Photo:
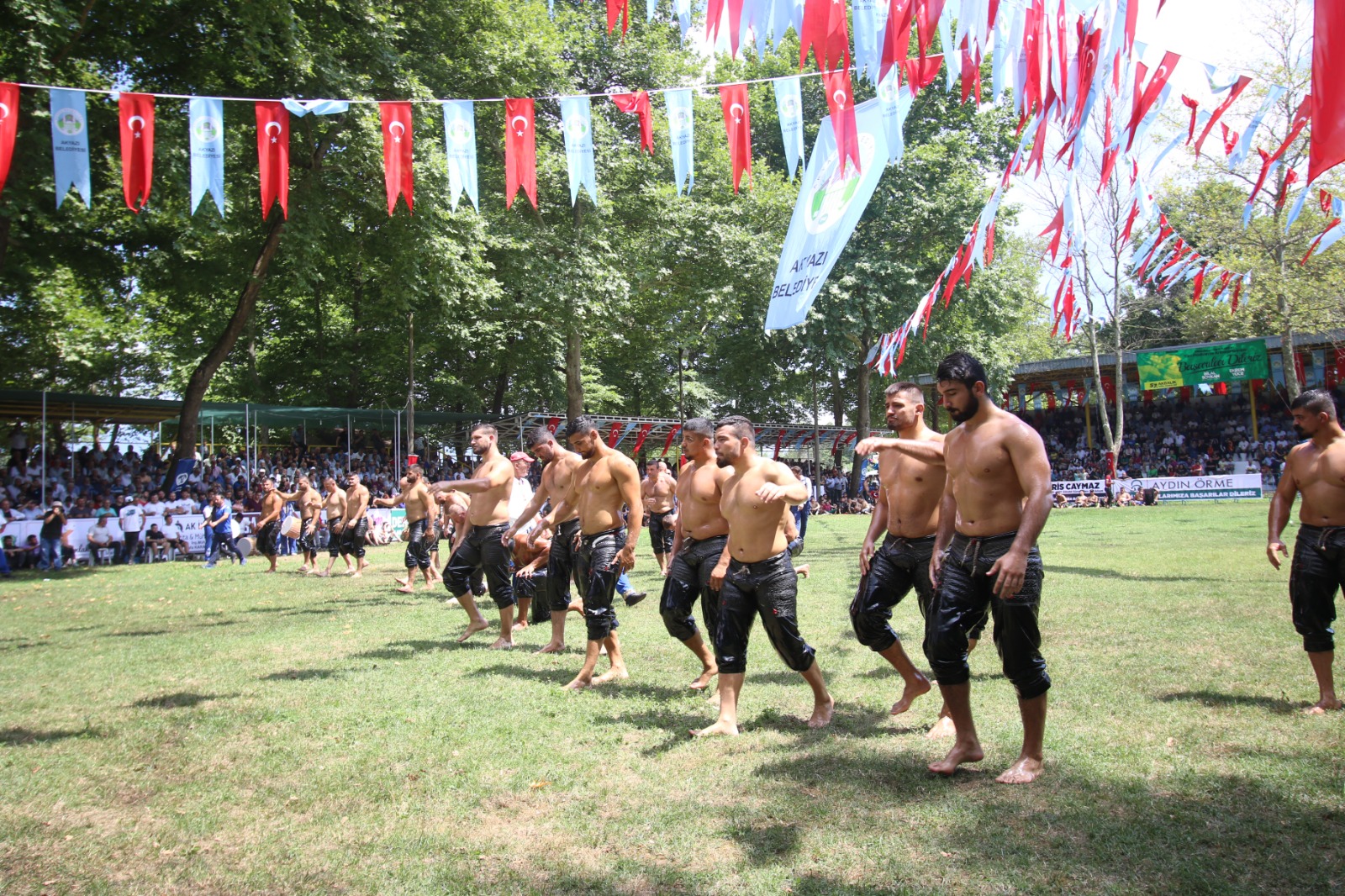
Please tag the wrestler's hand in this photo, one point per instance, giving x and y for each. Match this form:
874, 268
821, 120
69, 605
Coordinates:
865, 556
1009, 572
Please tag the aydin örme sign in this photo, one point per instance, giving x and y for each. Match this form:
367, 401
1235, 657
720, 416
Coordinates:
1224, 488
1230, 362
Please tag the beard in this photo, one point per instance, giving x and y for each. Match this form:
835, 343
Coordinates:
966, 414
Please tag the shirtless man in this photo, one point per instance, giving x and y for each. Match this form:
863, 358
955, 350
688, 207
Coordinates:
604, 482
356, 525
1316, 468
309, 502
268, 525
557, 482
335, 508
995, 502
420, 505
760, 579
658, 492
699, 553
911, 485
482, 546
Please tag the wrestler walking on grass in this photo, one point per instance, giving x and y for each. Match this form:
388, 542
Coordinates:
604, 482
1316, 468
699, 556
994, 505
760, 579
483, 548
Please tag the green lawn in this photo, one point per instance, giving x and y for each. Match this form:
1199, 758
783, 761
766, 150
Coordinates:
170, 730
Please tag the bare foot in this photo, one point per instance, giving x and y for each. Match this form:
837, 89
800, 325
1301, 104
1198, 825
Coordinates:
1024, 771
914, 689
822, 714
472, 627
959, 754
943, 728
720, 728
615, 673
704, 681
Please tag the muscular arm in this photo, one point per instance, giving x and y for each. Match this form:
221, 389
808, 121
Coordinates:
1281, 506
930, 452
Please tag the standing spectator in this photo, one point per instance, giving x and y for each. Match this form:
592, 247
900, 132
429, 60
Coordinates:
51, 525
132, 519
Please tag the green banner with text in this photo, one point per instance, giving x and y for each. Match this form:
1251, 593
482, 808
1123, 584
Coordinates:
1228, 362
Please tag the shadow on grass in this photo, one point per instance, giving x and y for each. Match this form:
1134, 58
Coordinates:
1217, 700
181, 700
302, 674
26, 736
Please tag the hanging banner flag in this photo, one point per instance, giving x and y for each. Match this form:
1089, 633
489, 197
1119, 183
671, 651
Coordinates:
461, 148
638, 104
578, 124
71, 145
273, 156
737, 121
1328, 139
789, 105
681, 131
520, 151
138, 147
206, 125
826, 213
396, 120
841, 103
894, 103
8, 127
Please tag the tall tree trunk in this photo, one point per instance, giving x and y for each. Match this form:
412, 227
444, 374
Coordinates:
188, 421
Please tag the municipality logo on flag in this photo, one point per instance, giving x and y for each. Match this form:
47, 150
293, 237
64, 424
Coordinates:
69, 123
833, 192
208, 129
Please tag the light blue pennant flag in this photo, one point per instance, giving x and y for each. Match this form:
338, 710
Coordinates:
681, 132
789, 104
578, 125
826, 213
206, 124
894, 103
71, 143
461, 148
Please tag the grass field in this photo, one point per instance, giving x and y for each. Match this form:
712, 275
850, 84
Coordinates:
166, 730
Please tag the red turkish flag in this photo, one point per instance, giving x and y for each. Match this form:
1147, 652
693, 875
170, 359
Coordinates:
138, 147
737, 121
826, 33
520, 151
8, 127
841, 104
1328, 141
397, 152
920, 73
639, 440
273, 156
638, 104
896, 37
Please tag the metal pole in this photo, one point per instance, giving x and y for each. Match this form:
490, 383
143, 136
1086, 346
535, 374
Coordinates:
44, 443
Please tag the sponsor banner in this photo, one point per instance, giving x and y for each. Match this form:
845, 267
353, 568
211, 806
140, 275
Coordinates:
1228, 362
1221, 488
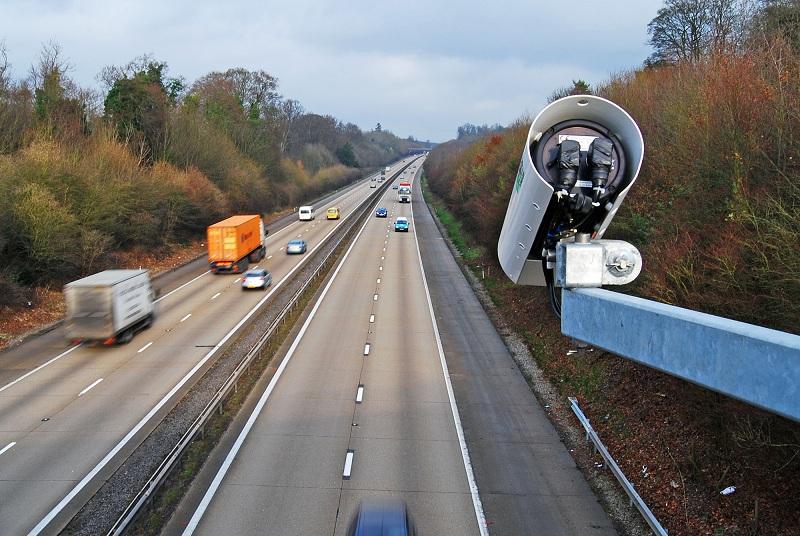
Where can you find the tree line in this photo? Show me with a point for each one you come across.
(717, 206)
(150, 159)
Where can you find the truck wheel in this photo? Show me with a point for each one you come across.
(125, 337)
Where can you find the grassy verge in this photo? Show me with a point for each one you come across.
(679, 444)
(572, 377)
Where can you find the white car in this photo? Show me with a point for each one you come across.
(258, 278)
(306, 213)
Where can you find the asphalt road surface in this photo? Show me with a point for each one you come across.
(363, 407)
(69, 414)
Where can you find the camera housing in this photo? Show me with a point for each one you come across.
(582, 155)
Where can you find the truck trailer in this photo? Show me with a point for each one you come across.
(109, 306)
(404, 193)
(235, 242)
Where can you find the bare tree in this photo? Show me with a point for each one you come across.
(688, 30)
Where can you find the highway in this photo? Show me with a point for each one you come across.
(70, 414)
(372, 328)
(362, 406)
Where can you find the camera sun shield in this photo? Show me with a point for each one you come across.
(582, 155)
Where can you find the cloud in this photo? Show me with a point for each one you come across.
(420, 68)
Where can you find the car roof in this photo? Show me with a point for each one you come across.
(381, 518)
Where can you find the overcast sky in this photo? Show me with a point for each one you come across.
(418, 68)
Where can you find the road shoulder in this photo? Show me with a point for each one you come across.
(528, 482)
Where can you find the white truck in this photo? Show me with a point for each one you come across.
(109, 307)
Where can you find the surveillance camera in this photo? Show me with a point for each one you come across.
(582, 155)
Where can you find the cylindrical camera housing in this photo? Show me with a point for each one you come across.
(532, 206)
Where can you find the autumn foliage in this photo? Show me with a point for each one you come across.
(715, 213)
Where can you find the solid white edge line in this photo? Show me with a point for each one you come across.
(223, 470)
(7, 447)
(348, 465)
(87, 389)
(473, 486)
(40, 367)
(144, 420)
(215, 296)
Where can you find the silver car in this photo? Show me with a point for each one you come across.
(296, 247)
(259, 278)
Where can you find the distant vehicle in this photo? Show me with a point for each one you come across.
(305, 213)
(296, 246)
(256, 279)
(382, 518)
(235, 242)
(109, 306)
(404, 193)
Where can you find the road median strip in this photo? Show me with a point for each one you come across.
(154, 471)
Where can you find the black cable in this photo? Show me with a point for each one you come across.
(552, 293)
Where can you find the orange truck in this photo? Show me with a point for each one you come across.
(235, 242)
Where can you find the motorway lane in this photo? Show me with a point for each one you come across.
(287, 478)
(528, 481)
(60, 436)
(21, 359)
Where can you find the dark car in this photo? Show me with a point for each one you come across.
(382, 518)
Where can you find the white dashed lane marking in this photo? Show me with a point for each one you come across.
(92, 385)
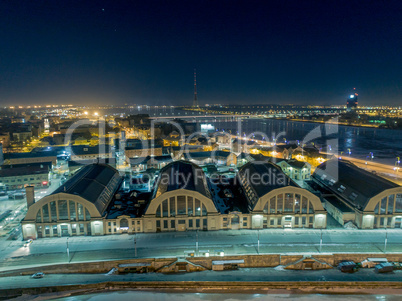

**WORK TO DO:**
Please gather every line of the records that contains the word "road", matching case exactly, and copy each one.

**SOLUTION FOR THIS TASK:**
Where can you find the asphalt road surface in this photo? Show me with a point for each one you come across.
Where can you find the road shoulder in this photo? Show me with a point for each one you come across.
Where can you find the road median strip in this photo? Show me with a point for each one you come across.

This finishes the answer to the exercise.